- _課題 1_
ニセ科学についての文章によると、Financial Timesは短期的にどのような人々が必要だとしていますか。
- _課題 2_
ニセ科学についての文章から、「科学リテラシー、と云う言葉を」で始まり「丹念に批判されているとおり。」で終わる部分を、「科学者」を「研究者」に置き換えて書き直してください。
- _課題 3_
ニセ科学についての文章を、最後の文のあとから書き継いでください。

- _提供文章_
KumicitさんがFinancial Timesがニセ科学との戦いの必要性を主張すると云うエントリでFinancial Timesのエディトリアルを翻訳されている。

でも、ひとたび広まってしまったニセ科学を根絶することは無理かもしれない。

だからこそ、Financial Timesは指摘する。短期的には、迅速かつ断固たる態度で意見を述べる多くの科学者が、そして長期的には科学リテラシーを持つ多くの人々が必要なのだと。
このへん、dlitさんがニセ科学批判はニセ科学の根絶を目指している?と云うエントリでお書きのこととも関わってくる、と思う。

科学リテラシー、と云う言葉を使うのをぼくがあんまり好きじゃないのは、たぶんぼくがそう云うものをあまり持ち合わせていないから。そりゃあったほうがいいんだろうけど、残念ながらそう云う方面の思考能力はとても弱い。科学、については、だれか頭のいいひとがぼくの代わりに考えてくれたほうがありがたい、そんでもってわかるように教えてもらいたい、と云うのが本音(ぼくに欠けているのは科学的な思考能力だけじゃないけどね)。

で、こう云うスタンスでいる以上、必要になるのは信用できる「だれか頭のいいひとによる言説」を見分ける能力、と云うことになる。科学について云えば専門家である科学者による見解ですね。
もちろんこれは属人的な信頼だけじゃだめで(このひとの云うことなら正しい、みたいな)、その見解の信頼性、と云うものを都度見分ける、と云うことになる。著名な科学者がポピュラーな媒体で受け手の誤解を(めいっぱい好意的に見て)心裡留保的に許容する言説を行うことがある実例については、a-geminiさんが丹念に批判されているとおり。

- _記録情報_
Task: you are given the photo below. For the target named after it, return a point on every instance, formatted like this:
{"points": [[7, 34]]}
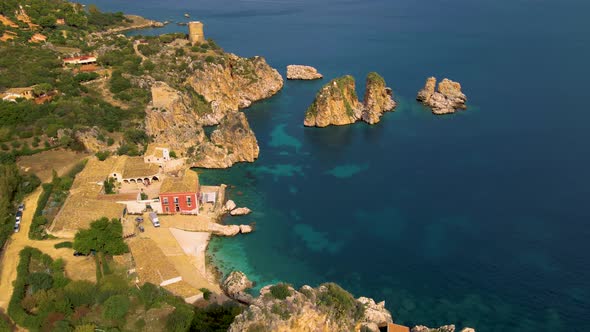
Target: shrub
{"points": [[115, 307], [104, 235], [340, 302], [80, 292], [280, 291], [180, 319], [206, 293]]}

- _正解 1_
迅速かつ断固たる態度で意見を述べる多くの科学者です。

- _正解 2_
科学リテラシー、と云う言葉を使うのをぼくがあんまり好きじゃないのは、たぶんぼくがそう云うものをあまり持ち合わせていないから。そりゃあったほうがいいんだろうけど、残念ながらそう云う方面の思考能力はとても弱い。科学、については、だれか頭のいいひとがぼくの代わりに考えてくれたほうがありがたい、そんでもってわかるように教えてもらいたい、と云うのが本音(ぼくに欠けているのは科学的な思考能力だけじゃないけどね)。

で、こう云うスタンスでいる以上、必要になるのは信用できる「だれか頭のいいひとによる言説」を見分ける能力、と云うことになる。科学について云えば専門家である研究者による見解ですね。
もちろんこれは属人的な信頼だけじゃだめで(このひとの云うことなら正しい、みたいな)、その見解の信頼性、と云うものを都度見分ける、と云うことになる。著名な研究者がポピュラーな媒体で受け手の誤解を(めいっぱい好意的に見て)心裡留保的に許容する言説を行うことがある実例については、a-geminiさんが丹念に批判されているとおり。

- _正解 3_
で、それは科学リテラシー(どうもこの言葉、具体的な定義がよくわからない部分もあるんだけど)がそんなに高くなくても、それほど難しいことじゃないんじゃないか、みたいに思う。と云うか、このブログでニセ科学に言及したエントリに価値があるとすれば、それは2割くらいは「知ってなくても、知ること、そして少し考えることで、ニセ科学でリアルな被害に遭うことはおおむね回避できるんじゃないか」と云うことについての、演習みたいなものとしての側面にあるんじゃないか、とか考えたりする(残りの8割はコメント欄にお越しくださるみなさんによる示唆、ですね。もちろん)。

必要なものがあるとすれば、科学的な思考と自分の感覚(まぁ感性みたいなもんですね)を混同させないこと。前にも引用した、tikani_nemuru_Mさんが体験によらない知識の重要さについて言っておくと云うエントリでお書きになっている、つまり、カガクの方法論というのは万人にとって異物であり他者であるのですにゃ。そしてそれゆえに普遍性をもち、人類にとって特別な地位をえているわけにゃんね。と云う言い回しで表現されているようなことを、念頭に置いて考えること。それは面倒であっても、難しいことじゃない。

とまぁ、このエントリはここまでほとんど他の方の考え方の援用。ぼくなんかの程度の知れた頭でも、こう云ういろんな方の見解を知り、すこし考えることで、たぶん多くの場合ニセ科学の被害は回避できるんじゃないか、と云う演習でした。

それはそれとして上で引用したkumicitさんの言葉にある迅速かつ断固たる態度で意見を述べる多くの科学者については、もっともっとたくさん登場してくれないと、考える材料にも困るよなぁ、みたいに思う部分もあるのだった。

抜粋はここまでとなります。